» **SUPPLIED TEXT**
[BEGIN]
PERTH (Reuters) - Australia's Sundance Resources expects to bring its $4.7 billion iron ore project in West Africa online by early 2018, despite the collapse of a takeover by China's Hanlong Group in April that many expected to doom the project.

Giulio Casello, chief executive of Sundance, told Reuters in an interview that the company is also aiming to finalize an equity partner for the project and have off take secured by the end of the year. By early next year, Sundance expects to have selected a contractor for the development.

Investors saw little hope for the future of the project when the Hanlong deal fell through, but Sundance has said it was talking to potential partners and was to have concluded discussions with them by June.

It remains upbeat about the prospects of the 35 million tonne (1.1023 ton) a year Mbalam-Nabeba iron ore project on the border of Cameroon and the Republic of Congo.

"Late 2017, early 2018 is the time we would expect to see product out of this project," Casello said late on Thursday.

Before the Hanlong deal fell through, Sundance had been aiming for first shipments from Mbalam by late 2015.

Although the collapse of the Hanlong deal was a setback, Casello said the Chinese company's backing did help Sundance expedite permits and environmental approvals.

Sundance's share price, though, has yet to recover from the blow dealt by the Hanlong deal's collapse. Shares were around 8 Australian cents on Friday compared with more than 30 cents at the beginning of the year.

Casello forecast a period of iron ore oversupply in the short- to medium-term as Chinese growth slows, but saw the market turning around by the end of the decade.

"There will potentially be an oversupply. We might see the iron ore price drop down to $100 a tonne or even $80 a tonne over the next few years," he said.

"There will be shakeouts which will result, in 2018, the need for iron ore."

With major producers such as Rio Tinto , Vale and BHP Billiton under pressure to slash costs as commodity prices decline and return money to their shareholders, companies that are proceeding with developments face less competition for resources, the CEO said.
[END]
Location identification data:
[BEGIN]
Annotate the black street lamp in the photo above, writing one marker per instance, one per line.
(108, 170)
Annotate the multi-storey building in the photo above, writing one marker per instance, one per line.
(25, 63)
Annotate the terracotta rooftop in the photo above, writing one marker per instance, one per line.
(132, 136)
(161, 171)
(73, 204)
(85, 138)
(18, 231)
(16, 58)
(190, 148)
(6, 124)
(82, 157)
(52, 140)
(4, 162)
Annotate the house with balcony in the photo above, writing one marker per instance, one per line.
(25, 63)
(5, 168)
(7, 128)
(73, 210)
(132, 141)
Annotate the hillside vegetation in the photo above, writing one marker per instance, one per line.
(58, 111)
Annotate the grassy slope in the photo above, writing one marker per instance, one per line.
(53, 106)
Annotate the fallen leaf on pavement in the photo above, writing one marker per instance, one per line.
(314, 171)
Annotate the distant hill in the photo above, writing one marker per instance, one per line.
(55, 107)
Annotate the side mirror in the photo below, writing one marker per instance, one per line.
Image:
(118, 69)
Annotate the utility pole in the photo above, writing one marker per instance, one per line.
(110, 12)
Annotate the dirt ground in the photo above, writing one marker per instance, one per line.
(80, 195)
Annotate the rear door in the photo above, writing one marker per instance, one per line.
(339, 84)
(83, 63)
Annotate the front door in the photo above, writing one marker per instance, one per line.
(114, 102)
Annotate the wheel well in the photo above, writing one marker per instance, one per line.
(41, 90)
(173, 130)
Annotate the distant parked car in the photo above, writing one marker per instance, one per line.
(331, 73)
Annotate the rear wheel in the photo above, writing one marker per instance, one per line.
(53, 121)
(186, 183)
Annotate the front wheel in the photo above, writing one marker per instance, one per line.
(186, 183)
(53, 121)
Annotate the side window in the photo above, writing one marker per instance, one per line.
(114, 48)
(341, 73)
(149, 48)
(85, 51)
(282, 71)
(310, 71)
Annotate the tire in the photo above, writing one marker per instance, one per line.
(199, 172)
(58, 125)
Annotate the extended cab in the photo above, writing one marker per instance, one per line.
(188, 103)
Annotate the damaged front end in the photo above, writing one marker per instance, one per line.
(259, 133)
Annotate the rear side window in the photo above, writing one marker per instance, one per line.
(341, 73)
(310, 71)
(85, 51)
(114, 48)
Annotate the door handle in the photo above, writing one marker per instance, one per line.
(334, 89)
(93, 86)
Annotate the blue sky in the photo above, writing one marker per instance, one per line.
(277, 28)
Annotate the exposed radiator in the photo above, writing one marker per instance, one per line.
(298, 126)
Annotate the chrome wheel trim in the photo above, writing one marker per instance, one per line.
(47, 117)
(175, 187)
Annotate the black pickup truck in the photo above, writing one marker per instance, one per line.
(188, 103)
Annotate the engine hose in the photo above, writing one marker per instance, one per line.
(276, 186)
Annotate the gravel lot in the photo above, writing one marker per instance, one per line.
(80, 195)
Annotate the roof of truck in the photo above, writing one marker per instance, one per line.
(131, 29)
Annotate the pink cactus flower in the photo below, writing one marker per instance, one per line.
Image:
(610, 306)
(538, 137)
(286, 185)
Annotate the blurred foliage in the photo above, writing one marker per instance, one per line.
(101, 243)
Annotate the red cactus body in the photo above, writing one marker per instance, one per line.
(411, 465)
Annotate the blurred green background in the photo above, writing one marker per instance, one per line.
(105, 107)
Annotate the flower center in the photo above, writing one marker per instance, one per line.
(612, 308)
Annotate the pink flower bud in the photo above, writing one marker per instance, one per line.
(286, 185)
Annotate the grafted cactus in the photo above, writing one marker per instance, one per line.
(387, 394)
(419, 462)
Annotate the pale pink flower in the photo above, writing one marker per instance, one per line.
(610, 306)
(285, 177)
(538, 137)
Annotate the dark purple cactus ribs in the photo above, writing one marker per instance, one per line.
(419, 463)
[END]
» **TO BE DONE**
A – Answer these questions from the Sundance Resources article, one line each:
(i) What is the stated value of the iron ore project in West Africa?
(ii) Where is the Mbalam-Nabeba project located?
(iii) Around what price were Sundance shares trading on Friday?
B – According to the Sundance Resources article, why do companies that are proceeding with developments face less competition for resources?

» **CORRECT ANSWERS**
A –
(i) $4.7 billion
(ii) On the border of Cameroon and the Republic of Congo
(iii) Around 8 Australian cents

B – Major producers such as Rio Tinto, Vale and BHP Billiton are under pressure to slash costs and return money to their shareholders as commodity prices decline. As a result, companies that go ahead with developments face less competition for resources.